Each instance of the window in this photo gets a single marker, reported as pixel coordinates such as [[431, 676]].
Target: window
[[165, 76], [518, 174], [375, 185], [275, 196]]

--

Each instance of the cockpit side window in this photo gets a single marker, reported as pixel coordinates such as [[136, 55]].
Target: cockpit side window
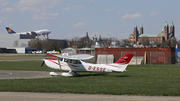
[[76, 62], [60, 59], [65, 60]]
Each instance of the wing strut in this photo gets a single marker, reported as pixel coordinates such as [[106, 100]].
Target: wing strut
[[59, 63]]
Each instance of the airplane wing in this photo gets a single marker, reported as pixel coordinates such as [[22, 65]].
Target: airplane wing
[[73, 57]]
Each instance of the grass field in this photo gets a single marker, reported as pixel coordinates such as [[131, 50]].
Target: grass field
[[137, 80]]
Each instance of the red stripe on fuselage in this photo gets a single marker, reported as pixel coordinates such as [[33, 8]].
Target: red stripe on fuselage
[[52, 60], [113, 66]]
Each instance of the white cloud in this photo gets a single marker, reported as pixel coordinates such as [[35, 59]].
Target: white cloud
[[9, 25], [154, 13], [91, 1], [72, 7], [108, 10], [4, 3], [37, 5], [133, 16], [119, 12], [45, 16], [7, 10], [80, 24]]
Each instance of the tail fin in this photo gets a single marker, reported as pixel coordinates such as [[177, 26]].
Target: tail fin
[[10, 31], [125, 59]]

==

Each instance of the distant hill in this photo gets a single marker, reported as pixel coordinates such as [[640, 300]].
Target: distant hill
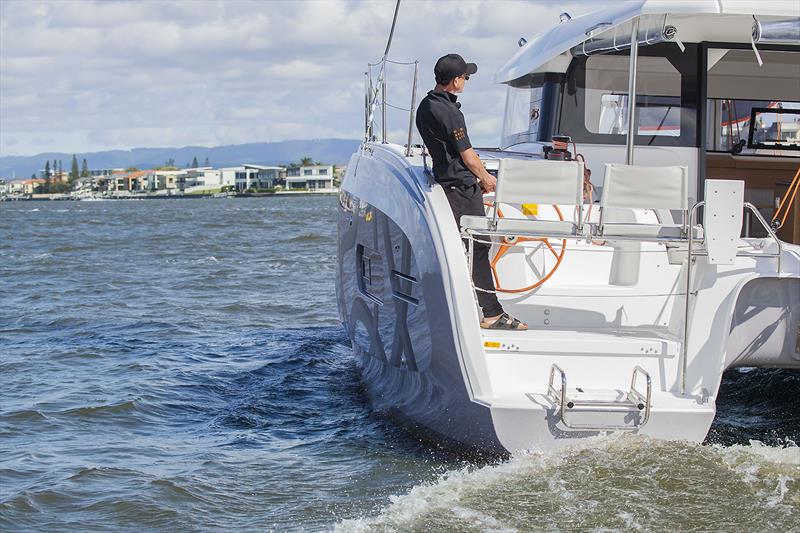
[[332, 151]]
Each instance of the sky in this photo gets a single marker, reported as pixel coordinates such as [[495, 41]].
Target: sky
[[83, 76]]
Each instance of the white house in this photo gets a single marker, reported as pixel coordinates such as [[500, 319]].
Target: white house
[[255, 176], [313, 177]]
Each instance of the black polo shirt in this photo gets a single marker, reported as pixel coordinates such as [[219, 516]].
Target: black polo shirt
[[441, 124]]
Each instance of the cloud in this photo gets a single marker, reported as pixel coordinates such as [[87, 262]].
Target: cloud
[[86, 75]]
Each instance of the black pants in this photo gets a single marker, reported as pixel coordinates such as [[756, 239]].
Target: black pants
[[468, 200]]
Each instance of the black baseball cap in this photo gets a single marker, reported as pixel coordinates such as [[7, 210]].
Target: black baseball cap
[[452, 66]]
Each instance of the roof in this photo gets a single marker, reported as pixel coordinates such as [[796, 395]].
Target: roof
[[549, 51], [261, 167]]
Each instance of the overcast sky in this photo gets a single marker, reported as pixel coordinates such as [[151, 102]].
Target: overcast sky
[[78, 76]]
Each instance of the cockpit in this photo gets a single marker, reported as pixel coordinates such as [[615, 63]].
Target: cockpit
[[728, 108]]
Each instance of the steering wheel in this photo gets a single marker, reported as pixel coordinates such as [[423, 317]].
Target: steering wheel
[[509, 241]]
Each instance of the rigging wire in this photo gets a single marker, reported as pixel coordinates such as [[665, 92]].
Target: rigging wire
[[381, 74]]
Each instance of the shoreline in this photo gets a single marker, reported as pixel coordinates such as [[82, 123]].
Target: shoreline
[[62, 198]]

GEGEBENE AUFGABE
Kannst du die Zeilen der Daten, beginnend bei der Zeile mit „Each instance of the cockpit side“ und endend bei der Zeile mit „10], [80, 24]]“, als Markdown-Tabelle mit den Spalten „Nr“ und „Inhalt“ wiedergeben? Leerzeilen und Bilder sollen dabei wegfallen.

LÖSUNG DER AUFGABE
| Nr | Inhalt |
|---|---|
| 1 | Each instance of the cockpit side window in this photo gets a single marker, reported as pixel coordinates such as [[136, 55]]. |
| 2 | Target: cockpit side window |
| 3 | [[76, 62], [60, 59], [65, 60]] |
| 4 | Each instance of the wing strut in this photo gets a single marker, reported as pixel coordinates such as [[106, 100]]. |
| 5 | Target: wing strut |
| 6 | [[59, 63]] |
| 7 | Each instance of the airplane wing in this photo gets a single marker, reported as pixel coordinates such as [[22, 65]]. |
| 8 | Target: airplane wing |
| 9 | [[73, 57]] |
| 10 | Each instance of the grass field in this photo gets a single marker, reported as pixel coordinates such as [[131, 50]]. |
| 11 | Target: grass field |
| 12 | [[137, 80]] |
| 13 | Each instance of the red stripe on fuselage in this photo gets a single marker, reported as pixel coordinates such as [[33, 8]]. |
| 14 | Target: red stripe on fuselage |
| 15 | [[52, 60], [113, 66]] |
| 16 | Each instance of the white cloud in this photo gets a single marker, reported as pixel coordinates such as [[35, 59]]. |
| 17 | Target: white cloud |
| 18 | [[9, 25], [154, 13], [91, 1], [72, 7], [108, 10], [4, 3], [37, 5], [133, 16], [119, 12], [45, 16], [7, 10], [80, 24]] |